START PROVIDED DATA

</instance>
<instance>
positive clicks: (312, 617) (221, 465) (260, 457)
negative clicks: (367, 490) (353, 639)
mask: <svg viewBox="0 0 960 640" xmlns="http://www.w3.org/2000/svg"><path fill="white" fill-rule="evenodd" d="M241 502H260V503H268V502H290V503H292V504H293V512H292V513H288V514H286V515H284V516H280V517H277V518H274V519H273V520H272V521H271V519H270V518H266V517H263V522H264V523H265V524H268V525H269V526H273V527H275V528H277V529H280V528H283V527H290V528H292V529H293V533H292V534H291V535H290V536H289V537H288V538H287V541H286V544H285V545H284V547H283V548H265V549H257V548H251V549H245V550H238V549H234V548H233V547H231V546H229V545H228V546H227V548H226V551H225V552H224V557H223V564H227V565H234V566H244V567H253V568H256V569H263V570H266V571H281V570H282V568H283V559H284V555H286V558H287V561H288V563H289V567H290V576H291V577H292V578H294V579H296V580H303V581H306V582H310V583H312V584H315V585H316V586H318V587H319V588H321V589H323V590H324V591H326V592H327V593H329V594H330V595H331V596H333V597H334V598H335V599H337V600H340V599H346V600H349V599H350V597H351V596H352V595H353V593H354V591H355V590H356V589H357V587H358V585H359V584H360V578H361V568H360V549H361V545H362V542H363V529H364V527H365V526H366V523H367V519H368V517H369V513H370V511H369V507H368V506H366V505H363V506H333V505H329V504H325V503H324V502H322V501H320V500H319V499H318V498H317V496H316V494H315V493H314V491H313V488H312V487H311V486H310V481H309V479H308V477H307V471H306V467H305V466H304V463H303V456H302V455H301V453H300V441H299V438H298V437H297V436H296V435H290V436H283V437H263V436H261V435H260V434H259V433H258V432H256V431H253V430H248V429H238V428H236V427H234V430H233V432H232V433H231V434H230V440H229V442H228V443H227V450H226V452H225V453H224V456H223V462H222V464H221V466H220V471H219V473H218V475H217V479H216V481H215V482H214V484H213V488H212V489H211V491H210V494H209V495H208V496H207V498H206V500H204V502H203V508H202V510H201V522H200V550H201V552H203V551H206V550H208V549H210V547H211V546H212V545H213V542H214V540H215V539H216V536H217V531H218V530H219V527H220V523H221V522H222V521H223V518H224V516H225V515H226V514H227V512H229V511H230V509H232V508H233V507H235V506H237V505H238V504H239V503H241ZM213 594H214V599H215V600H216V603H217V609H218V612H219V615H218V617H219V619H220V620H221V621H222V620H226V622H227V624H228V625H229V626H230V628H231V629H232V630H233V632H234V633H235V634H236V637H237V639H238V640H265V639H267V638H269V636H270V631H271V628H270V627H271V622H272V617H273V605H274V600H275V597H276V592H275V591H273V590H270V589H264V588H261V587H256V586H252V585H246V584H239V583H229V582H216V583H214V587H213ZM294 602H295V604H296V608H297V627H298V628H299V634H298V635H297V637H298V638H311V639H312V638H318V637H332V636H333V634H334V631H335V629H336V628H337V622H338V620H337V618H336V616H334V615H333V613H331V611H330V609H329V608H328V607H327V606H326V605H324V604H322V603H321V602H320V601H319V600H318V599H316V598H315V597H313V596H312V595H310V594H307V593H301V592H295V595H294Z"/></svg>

END PROVIDED DATA

#### TASK TO COMPLETE
Please reproduce, exactly as written, the lines of the records from the first line through the one containing "positive clicks: (312, 617)".

#### SOLUTION FOR THIS TASK
</instance>
<instance>
positive clicks: (312, 617) (221, 465) (260, 457)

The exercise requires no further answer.